[About this task]: Transcribe the entries that come next exactly, but not the pictures they contain.

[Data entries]
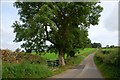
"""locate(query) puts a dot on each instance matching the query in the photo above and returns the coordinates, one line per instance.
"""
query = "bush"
(112, 58)
(25, 70)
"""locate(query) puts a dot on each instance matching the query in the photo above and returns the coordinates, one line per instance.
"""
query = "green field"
(54, 56)
(25, 65)
(108, 63)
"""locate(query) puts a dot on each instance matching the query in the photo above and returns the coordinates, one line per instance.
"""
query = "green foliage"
(25, 70)
(96, 45)
(108, 63)
(64, 24)
(112, 57)
(108, 71)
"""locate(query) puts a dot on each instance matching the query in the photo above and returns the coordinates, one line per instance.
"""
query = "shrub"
(112, 58)
(25, 70)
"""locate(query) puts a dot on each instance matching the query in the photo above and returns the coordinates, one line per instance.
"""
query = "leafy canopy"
(64, 24)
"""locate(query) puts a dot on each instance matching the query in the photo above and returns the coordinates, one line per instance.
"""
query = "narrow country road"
(86, 69)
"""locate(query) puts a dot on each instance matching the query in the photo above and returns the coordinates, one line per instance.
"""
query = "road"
(87, 69)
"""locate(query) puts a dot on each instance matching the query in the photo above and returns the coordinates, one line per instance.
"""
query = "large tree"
(63, 24)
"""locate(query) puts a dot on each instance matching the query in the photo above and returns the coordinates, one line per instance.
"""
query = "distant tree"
(17, 50)
(61, 23)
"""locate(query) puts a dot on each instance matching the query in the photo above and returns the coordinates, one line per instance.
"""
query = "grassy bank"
(23, 65)
(108, 63)
(54, 56)
(73, 61)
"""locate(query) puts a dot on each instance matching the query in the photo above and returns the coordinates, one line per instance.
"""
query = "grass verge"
(72, 62)
(108, 71)
(25, 70)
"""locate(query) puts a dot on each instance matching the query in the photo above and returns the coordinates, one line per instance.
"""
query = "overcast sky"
(105, 33)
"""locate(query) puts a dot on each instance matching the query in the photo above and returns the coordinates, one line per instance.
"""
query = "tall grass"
(25, 70)
(108, 64)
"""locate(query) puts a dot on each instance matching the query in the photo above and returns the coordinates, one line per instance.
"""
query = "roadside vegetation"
(24, 65)
(108, 62)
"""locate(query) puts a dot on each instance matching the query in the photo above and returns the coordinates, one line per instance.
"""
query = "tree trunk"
(61, 58)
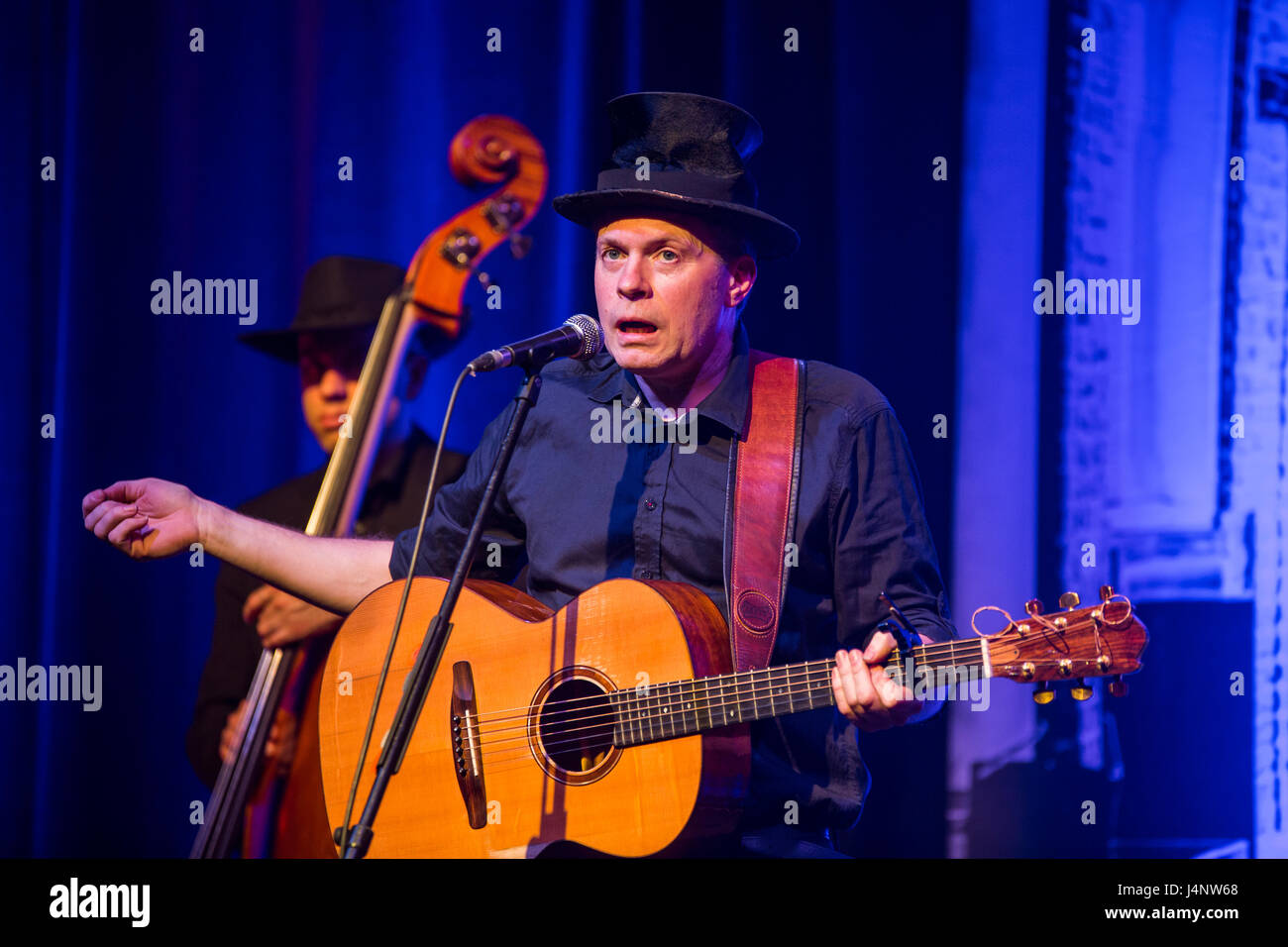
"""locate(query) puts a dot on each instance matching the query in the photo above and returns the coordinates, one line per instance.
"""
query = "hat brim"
(283, 343)
(769, 235)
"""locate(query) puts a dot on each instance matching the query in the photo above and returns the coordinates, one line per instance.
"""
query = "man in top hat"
(675, 261)
(327, 342)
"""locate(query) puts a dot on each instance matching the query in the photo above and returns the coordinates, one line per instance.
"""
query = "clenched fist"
(146, 519)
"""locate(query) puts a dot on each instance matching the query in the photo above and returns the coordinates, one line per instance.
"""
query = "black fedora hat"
(338, 292)
(697, 149)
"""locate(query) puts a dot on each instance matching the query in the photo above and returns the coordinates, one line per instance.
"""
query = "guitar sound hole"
(576, 727)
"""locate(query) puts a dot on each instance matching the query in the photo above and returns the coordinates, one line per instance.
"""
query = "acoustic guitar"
(617, 722)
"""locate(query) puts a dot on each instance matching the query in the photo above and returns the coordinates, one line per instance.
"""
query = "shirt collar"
(726, 405)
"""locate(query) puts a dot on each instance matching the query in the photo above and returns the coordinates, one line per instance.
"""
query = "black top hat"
(697, 150)
(338, 292)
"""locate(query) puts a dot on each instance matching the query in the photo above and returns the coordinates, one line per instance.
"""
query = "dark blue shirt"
(580, 510)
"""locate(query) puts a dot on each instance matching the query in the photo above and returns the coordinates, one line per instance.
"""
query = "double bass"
(283, 815)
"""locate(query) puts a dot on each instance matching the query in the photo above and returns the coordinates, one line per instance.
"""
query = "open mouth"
(635, 328)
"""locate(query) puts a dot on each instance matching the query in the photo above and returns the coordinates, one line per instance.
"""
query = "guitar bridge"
(467, 746)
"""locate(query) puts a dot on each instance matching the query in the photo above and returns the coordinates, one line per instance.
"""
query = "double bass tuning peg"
(519, 245)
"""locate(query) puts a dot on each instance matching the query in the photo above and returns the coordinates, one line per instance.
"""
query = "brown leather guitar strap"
(764, 506)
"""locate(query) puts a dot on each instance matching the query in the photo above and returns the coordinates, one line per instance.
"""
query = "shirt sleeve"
(501, 547)
(881, 538)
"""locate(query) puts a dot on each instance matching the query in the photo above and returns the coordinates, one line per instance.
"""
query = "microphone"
(578, 338)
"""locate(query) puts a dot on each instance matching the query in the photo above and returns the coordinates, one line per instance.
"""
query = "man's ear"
(742, 273)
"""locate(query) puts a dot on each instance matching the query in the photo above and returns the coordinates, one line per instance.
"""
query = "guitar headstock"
(1100, 641)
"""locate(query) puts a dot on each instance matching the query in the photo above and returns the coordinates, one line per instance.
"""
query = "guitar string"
(670, 692)
(896, 660)
(818, 682)
(927, 651)
(756, 680)
(487, 742)
(814, 688)
(604, 711)
(648, 714)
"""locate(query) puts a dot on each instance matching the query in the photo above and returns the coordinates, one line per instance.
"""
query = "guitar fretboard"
(678, 709)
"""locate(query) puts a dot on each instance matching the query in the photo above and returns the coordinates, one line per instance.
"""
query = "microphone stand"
(416, 685)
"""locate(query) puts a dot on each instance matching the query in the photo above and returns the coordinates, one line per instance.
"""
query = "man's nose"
(334, 384)
(631, 281)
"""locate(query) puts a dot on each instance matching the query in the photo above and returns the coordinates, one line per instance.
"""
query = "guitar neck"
(678, 709)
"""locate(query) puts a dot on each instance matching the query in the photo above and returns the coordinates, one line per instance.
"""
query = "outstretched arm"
(151, 518)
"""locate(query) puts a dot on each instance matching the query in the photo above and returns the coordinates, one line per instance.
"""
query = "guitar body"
(542, 779)
(286, 815)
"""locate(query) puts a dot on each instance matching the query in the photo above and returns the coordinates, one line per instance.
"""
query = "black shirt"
(583, 510)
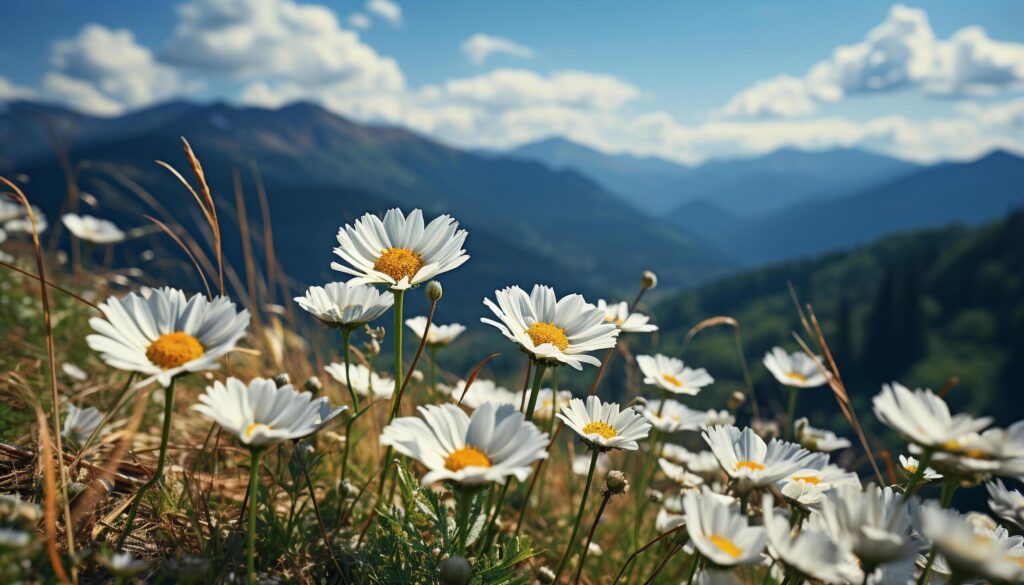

[Answer box]:
"""locate(query) puts a dot on each instance matching the query in the photo above and returns the coordinates, one line per instance.
"""
query = "bush"
(112, 58)
(25, 70)
"""locate(query) puts a dot on each instance matching the query in the photo above and returns the coordinates, one line per instance.
"""
query = "green field"
(54, 56)
(25, 65)
(108, 63)
"""locate(query) puts a dot on each instance matching the query in the photo above and returns the coordinates, one line per instance.
"""
query = "green foliage"
(25, 70)
(96, 45)
(108, 63)
(64, 24)
(112, 57)
(108, 71)
"""locate(query) puts a dot on each instance matching the query in the photo above and returns the coordinates, one line per instance.
"""
query = "shrub"
(112, 58)
(25, 70)
"""locate(query) puts a dot on each instance matching the query in the photo above and returns the coordinates, one line per instance.
"""
query = "leafy canopy"
(64, 24)
"""locate(query) puts a dot on each instance matching the query in the photo above and returns the coordinates, one line per instance.
"""
query = "narrow country road"
(86, 69)
"""locate(query) puts a dot on each instance matching the query in the photo above and returns the coordinates, one line per instance.
"""
query = "road"
(87, 69)
"""locate(query) puts a dot on each instance matching the query in the photo above and returns the coordinates, one line per instance.
"""
query = "large tree"
(63, 24)
"""locate(query) puts a dot on each instance matching the query in the photo above and returns the coordinates, one line per instance.
"""
query = "distant tree"
(17, 50)
(61, 23)
"""locate(query) puts a dot on each instance matching the query in the photo above and returns the coordinates, one line per instance.
"""
query = "grassy bank"
(23, 65)
(108, 63)
(54, 56)
(73, 61)
"""locate(query) puts a dot on each instance matching the query in the photo above and returns the coordinates, one line per instance.
"""
query = "grass verge"
(72, 62)
(108, 71)
(25, 70)
"""locate(query) puts a dot on each instance matching the query in the photo above and returns the coordinates, one line per instance.
"""
query = "overcast sky"
(105, 33)
"""locate(query) puts a dot on each instance matching the query in the photo above and returns the coordinates, one line per instance.
"""
query = "tall grass"
(25, 70)
(108, 64)
"""locate(query) puts a dot on each instance matching the query in the photo above and returns the coordinates, one line per instance.
"""
query = "roadside vegetation"
(24, 65)
(108, 62)
"""locate(query) puts a dot on each instance matching the query in the photo above and returns the coordinates, one line per instance.
"""
query = "tree trunk"
(61, 58)
"""locate(query) puts a dot on each instance matching the query in the photo above and returns the coordinates, one line per instance.
"""
query = "hat brim"
(283, 343)
(769, 235)
"""locate(query) puts a dot on each instance matching the query in the photo above and returns the coordinates, one line per instance.
"""
query = "man in top hat"
(675, 261)
(327, 342)
"""locate(query) puts a dot on each instance matching the query in the photo above and returns the coordinates, one line per instance.
"""
query = "clenched fist"
(146, 519)
"""locate(query) puts a dot on each instance matching the query in the photo above and returns the coordinates, one line per instance.
"""
query = "black fedora hat"
(338, 292)
(697, 149)
"""locate(query) puts a dot on each instance matching the query in the photo above and returns the coordinates, one line per instance.
"""
query = "guitar sound hole"
(576, 727)
"""locate(query) puts a dot on each instance matching the query in the photo above and returns the coordinates, one line per instance.
"""
query = "acoustic guitar"
(617, 722)
"""locate(query) puts a dot on each instance matching the query in the photo above and returns the coordinates, one line per instance.
"""
query = "shirt collar"
(726, 405)
"""locate(query) puts a dot on each instance matching the query in the photo above and returns the coordinates, one line per instance.
"""
query = "black top hat"
(697, 150)
(338, 292)
"""locate(query) puts a dot on each instance matching the query in the photo above and returns the coordinates, one line per instance.
"""
query = "dark blue shirt"
(580, 510)
"""locate(query) puts a dot on each instance matching the query in the photo above and returns the coordinates, one line per instance.
"""
query = "double bass"
(283, 815)
"""locate(query) puts a dot on each instance matching the query in the photo above and returns the coordinates, one line per instance.
"""
query = "open mouth"
(635, 328)
"""locate(query) puts a dot on each instance matching the query in the photo above and returns the coordinates, one line per instance.
"""
query = "guitar bridge"
(467, 746)
"""locate(query) puts a dot on each instance matching the query in the photo above and returns the coordinates, one line per instance.
"""
query = "double bass tuning peg"
(519, 245)
"""locate(query) puts a dot on each instance matching the query in the photo above and returns the coordinates, one line per instance.
"""
query = "brown leather guitar strap"
(764, 506)
"""locate(query) puts a dot on each instance matching the query in the photo above and returns the coordinates, one line per instance.
"""
query = "shirt sleeve"
(501, 547)
(881, 538)
"""locate(query) puts a dot on each instance matching the query in the photo above and returns the coordinates, one line per instance.
"""
query = "microphone"
(578, 338)
"""locate(query) puts a dot on each instance matching the query in the photo above and returns the coordinates, one line per instance.
"""
query = "man's ear"
(742, 273)
"""locate(query) puts a dot on each instance matching the query in the photo above and returns the coordinates, one line per instance.
"""
query = "guitar headstock"
(1100, 641)
"""locate(query) puts a dot on each instance matching the query in the photo above and returns the coordinates, one line per instance.
"""
query = "guitar string"
(670, 692)
(896, 660)
(818, 682)
(927, 651)
(756, 680)
(487, 742)
(814, 688)
(604, 711)
(648, 714)
"""locate(query) puts a dot on each instance matching the query in the photo above and returns the coordinates, one line per instance.
"""
query = "guitar fretboard"
(678, 709)
"""locate(query) puts a dot on each instance matching the query in the photo above and returns the coordinates, one line per instance.
"""
query = "microphone stand"
(416, 685)
"""locate(query) puts a dot on each instance matching the query in the photo above and returns the coordinates, one line per instance.
"""
query = "man's nose"
(334, 384)
(631, 281)
"""locate(query) puts a dot on each instance matching the query in the photo above and returns the coordinates, one line per instance.
"""
query = "guitar neck"
(678, 709)
"""locate(query) puts a dot on each instance matching the query in the photo above and returns the coordinates, one line per instance.
"""
query = "outstretched arm"
(151, 518)
"""locate(query) puts a dot on each instance matching the query in the photo above and returns the coordinates, one line per instance.
"""
query = "guitar body"
(542, 779)
(286, 815)
"""locate(query) puts a dot on each instance matching the query in the photo above and returns the coordinates, one line per instance.
"""
query = "black shirt"
(583, 510)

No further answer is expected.